# DATA LINES start

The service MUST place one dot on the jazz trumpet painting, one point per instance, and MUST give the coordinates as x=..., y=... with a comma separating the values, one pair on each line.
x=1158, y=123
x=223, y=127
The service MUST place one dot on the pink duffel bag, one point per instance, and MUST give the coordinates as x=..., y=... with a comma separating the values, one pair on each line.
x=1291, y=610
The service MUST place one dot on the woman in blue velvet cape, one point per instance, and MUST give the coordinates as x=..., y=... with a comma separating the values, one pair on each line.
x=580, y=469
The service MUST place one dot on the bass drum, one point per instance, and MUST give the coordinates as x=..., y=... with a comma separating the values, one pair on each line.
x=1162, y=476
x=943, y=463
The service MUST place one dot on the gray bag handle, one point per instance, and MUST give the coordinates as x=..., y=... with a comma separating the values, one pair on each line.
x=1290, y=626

# DATA LINES end

* **WORK TO DO**:
Reproduce every line above, requests included, scaling each coordinate in the answers by 0.95 and rounding it to a whole number, with halves rounded up. Leave the requests and their x=..., y=... format samples unchanged.

* **WRITTEN SOLUTION**:
The service MUST place one dot on the jazz trumpet painting, one point per instance, and MUST give the coordinates as x=..., y=... with a comma separating the values, one pair on each line.
x=1100, y=117
x=212, y=121
The service MUST place one dot on the pink duffel bag, one point per instance, and MUST give the coordinates as x=..., y=... with a comma separating the values, one pair on each line.
x=1226, y=580
The service MUST place one dot on the woman in blue velvet cape, one point per instance, and MUST give the coordinates as x=..., y=... with a comma separating the values, one pair on each line.
x=551, y=446
The service MUST place one dot on the bass drum, one point per instance, and MUST give the coordinates as x=..., y=... with a comma separating the values, one pair on each line.
x=1104, y=452
x=896, y=440
The service MUST place one dot on the gray bag handle, one point per instance, and MUST give the coordinates as x=..., y=... with a comma separating the values, one pair on each line.
x=1226, y=595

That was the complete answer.